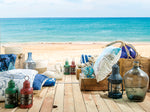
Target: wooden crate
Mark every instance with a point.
(19, 61)
(124, 64)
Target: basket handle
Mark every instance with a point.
(123, 44)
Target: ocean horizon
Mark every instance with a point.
(75, 29)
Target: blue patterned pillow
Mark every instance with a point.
(7, 62)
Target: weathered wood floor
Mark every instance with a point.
(67, 97)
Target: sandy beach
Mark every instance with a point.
(59, 52)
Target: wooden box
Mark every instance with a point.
(124, 64)
(19, 61)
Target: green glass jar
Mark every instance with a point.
(11, 95)
(136, 83)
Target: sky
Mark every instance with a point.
(74, 8)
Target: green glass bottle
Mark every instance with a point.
(11, 95)
(66, 68)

**SHORT TASK**. For this exercise, please retype exactly the lines in the listing from the line with "Target: basket handle" through its last line, both ends included.

**TASK RESULT**.
Target: basket handle
Mark every instance with a point.
(123, 44)
Target: ocean horizon
Mark every instance with a point.
(75, 29)
Target: blue patterned pillow
Mark every instance with a point.
(7, 62)
Target: weathered wood floor
Mark every instance with a point.
(67, 97)
Target: sandy beach
Mark every instance with a point.
(59, 52)
Target: wooden box
Mark every instance with a point.
(124, 64)
(19, 61)
Target: green glass jar
Mark every instance with a point.
(11, 95)
(136, 83)
Target: sky
Mark every instance with a point.
(74, 8)
Target: green glass bottle
Mark every instance with a point.
(11, 95)
(66, 68)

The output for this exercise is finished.